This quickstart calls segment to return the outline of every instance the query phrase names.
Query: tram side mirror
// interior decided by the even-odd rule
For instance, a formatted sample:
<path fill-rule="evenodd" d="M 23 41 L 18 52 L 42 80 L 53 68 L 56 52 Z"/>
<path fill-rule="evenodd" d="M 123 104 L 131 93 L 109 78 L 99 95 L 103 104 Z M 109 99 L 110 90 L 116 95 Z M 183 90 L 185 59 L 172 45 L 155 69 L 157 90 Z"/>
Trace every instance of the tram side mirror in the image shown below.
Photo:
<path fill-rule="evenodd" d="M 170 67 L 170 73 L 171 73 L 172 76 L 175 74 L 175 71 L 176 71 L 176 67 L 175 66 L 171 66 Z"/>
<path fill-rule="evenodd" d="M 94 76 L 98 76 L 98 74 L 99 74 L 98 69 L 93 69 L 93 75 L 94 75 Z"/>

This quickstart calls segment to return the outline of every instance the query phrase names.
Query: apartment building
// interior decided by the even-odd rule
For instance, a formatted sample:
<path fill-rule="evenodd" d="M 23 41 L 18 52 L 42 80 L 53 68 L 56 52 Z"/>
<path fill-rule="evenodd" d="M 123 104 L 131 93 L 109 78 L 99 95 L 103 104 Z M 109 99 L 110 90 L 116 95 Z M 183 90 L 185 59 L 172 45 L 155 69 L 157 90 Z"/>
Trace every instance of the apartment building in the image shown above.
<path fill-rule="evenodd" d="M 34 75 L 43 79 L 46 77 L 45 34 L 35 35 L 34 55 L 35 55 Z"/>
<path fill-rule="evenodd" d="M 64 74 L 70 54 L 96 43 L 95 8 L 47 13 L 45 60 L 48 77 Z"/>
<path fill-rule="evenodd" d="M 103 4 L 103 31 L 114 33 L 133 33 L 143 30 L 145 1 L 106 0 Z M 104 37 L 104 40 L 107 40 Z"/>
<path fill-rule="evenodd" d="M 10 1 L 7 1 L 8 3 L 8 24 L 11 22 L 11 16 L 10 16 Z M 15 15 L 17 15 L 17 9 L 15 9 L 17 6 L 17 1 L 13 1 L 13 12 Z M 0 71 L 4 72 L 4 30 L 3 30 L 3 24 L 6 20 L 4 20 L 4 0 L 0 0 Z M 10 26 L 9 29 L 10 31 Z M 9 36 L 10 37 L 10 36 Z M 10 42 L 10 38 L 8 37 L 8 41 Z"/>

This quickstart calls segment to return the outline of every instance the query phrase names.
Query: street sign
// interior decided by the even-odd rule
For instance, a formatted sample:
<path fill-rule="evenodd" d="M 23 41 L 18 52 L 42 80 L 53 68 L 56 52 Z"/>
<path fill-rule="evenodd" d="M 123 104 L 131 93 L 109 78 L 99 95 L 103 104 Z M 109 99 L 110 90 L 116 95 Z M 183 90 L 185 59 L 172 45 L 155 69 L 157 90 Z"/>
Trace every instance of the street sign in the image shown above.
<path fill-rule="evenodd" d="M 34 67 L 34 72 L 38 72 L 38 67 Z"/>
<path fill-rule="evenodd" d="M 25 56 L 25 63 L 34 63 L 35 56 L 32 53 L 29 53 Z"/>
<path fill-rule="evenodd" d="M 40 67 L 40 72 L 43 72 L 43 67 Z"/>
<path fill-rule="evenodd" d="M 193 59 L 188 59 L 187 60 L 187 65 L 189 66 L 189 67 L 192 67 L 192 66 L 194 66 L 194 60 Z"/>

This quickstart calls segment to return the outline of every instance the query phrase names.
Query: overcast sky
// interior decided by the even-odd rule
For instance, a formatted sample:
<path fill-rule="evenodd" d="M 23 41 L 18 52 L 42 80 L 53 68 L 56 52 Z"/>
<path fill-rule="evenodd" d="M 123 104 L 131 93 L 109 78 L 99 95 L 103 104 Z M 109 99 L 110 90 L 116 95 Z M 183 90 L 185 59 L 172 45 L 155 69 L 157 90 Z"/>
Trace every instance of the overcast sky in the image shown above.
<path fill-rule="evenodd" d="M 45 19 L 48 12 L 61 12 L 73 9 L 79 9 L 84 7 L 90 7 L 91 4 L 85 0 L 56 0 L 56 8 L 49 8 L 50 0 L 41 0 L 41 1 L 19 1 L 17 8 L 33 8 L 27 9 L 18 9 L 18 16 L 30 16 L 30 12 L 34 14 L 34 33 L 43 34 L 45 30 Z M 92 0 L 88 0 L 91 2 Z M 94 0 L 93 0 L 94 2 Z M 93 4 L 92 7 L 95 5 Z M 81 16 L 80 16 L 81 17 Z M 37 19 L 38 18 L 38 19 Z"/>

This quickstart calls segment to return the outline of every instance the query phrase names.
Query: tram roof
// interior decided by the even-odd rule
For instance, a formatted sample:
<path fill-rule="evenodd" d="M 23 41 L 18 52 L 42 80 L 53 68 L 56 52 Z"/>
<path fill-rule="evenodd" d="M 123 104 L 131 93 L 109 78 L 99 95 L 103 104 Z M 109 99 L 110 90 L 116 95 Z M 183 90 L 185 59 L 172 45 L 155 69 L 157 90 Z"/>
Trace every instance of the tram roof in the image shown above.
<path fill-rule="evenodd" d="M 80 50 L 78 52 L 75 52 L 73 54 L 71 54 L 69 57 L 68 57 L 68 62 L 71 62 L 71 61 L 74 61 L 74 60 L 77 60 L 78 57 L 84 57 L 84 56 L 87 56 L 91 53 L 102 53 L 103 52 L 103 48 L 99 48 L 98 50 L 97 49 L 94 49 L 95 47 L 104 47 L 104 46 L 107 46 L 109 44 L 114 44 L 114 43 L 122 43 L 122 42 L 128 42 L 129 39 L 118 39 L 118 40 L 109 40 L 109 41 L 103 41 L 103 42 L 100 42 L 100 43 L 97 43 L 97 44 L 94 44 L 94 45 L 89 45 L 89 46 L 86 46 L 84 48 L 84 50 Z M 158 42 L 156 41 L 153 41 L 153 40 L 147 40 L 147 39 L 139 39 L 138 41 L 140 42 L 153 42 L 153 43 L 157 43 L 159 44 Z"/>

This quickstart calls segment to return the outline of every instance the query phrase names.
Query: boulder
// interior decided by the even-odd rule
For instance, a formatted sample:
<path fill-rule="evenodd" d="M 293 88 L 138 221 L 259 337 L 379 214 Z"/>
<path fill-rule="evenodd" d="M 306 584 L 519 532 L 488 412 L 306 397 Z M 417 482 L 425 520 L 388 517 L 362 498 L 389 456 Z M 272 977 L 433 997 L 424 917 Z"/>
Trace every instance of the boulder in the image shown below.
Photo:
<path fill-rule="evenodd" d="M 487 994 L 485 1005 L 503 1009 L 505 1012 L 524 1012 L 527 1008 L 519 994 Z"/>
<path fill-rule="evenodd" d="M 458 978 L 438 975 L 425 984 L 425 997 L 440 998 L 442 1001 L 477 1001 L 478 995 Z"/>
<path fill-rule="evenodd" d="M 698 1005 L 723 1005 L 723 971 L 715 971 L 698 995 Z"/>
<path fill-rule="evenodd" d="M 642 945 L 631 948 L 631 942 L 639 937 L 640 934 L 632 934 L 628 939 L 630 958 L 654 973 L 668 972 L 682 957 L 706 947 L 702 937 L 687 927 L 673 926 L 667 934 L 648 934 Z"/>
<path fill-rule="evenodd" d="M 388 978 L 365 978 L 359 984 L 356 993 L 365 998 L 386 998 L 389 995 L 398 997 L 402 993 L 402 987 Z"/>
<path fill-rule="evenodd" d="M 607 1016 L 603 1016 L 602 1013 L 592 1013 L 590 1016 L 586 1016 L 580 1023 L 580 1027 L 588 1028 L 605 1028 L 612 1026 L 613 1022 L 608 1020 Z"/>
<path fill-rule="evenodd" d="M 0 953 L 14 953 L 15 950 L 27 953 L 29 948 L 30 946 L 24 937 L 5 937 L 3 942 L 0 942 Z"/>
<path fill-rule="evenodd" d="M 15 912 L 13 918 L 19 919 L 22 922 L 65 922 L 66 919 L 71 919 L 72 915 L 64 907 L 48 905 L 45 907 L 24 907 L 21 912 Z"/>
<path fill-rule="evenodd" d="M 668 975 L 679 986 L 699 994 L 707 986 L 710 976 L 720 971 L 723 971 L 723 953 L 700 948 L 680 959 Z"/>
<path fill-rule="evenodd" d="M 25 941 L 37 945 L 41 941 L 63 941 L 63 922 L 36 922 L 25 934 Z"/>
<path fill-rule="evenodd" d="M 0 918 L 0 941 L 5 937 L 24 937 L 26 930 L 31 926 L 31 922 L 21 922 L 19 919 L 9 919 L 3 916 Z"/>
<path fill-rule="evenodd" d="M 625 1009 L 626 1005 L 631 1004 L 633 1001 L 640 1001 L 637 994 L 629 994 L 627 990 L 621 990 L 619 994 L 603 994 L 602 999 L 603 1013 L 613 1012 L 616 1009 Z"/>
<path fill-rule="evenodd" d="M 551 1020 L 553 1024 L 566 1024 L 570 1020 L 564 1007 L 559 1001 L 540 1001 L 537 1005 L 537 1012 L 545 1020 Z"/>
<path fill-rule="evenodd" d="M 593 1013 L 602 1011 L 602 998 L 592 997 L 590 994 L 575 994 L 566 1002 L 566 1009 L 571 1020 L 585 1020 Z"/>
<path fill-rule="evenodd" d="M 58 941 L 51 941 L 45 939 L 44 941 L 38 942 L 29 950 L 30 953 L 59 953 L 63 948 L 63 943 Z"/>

> **Stated exercise**: Rewrite the records from the start through the line containing "L 8 24 L 11", changing "quickstart" to "tutorial" and leaving everything else unchanged.

> **Completed exercise**:
This tutorial calls segment to return the outline of every instance the query phrase names.
Query: tram side mirror
// interior decided by the even-odd rule
For instance, a formatted sample:
<path fill-rule="evenodd" d="M 23 41 L 18 52 L 42 80 L 53 68 L 56 52 Z"/>
<path fill-rule="evenodd" d="M 123 104 L 131 93 L 109 78 L 99 95 L 103 104 Z M 109 99 L 110 90 L 116 95 Z M 183 90 L 185 59 L 172 45 L 155 69 L 157 90 Z"/>
Trace every instance of the tram side mirror in the image shown below.
Photo:
<path fill-rule="evenodd" d="M 170 67 L 170 73 L 171 73 L 172 76 L 175 74 L 175 71 L 176 71 L 176 67 L 175 66 L 171 66 Z"/>
<path fill-rule="evenodd" d="M 94 76 L 98 76 L 98 74 L 99 74 L 98 69 L 93 69 L 93 75 L 94 75 Z"/>

This tutorial calls segment to return the outline of every instance the query phrase names.
Query: apartment building
// interior decided by the even-odd rule
For instance, a formatted sample:
<path fill-rule="evenodd" d="M 23 41 L 18 52 L 42 80 L 53 68 L 56 52 Z"/>
<path fill-rule="evenodd" d="M 123 104 L 131 93 L 109 78 L 99 95 L 103 104 Z M 109 99 L 110 90 L 116 95 Z M 183 90 L 185 59 L 172 45 L 155 69 L 157 90 Z"/>
Trace every instance of the apartment building in the image shown above.
<path fill-rule="evenodd" d="M 34 75 L 43 79 L 46 77 L 45 34 L 35 35 L 34 55 L 35 55 Z"/>
<path fill-rule="evenodd" d="M 64 74 L 70 54 L 96 43 L 95 8 L 47 13 L 45 60 L 48 77 Z"/>
<path fill-rule="evenodd" d="M 103 4 L 103 31 L 114 33 L 133 33 L 143 30 L 145 1 L 106 0 Z M 104 37 L 104 40 L 107 40 Z"/>
<path fill-rule="evenodd" d="M 10 1 L 7 1 L 8 3 L 8 24 L 11 22 L 11 16 L 10 16 Z M 15 15 L 17 15 L 17 9 L 15 9 L 17 6 L 17 1 L 13 1 L 13 12 Z M 0 71 L 4 72 L 4 30 L 3 30 L 3 24 L 6 20 L 4 20 L 4 0 L 0 0 Z M 10 26 L 9 29 L 10 31 Z M 9 36 L 10 37 L 10 36 Z M 10 42 L 10 38 L 8 37 L 8 41 Z"/>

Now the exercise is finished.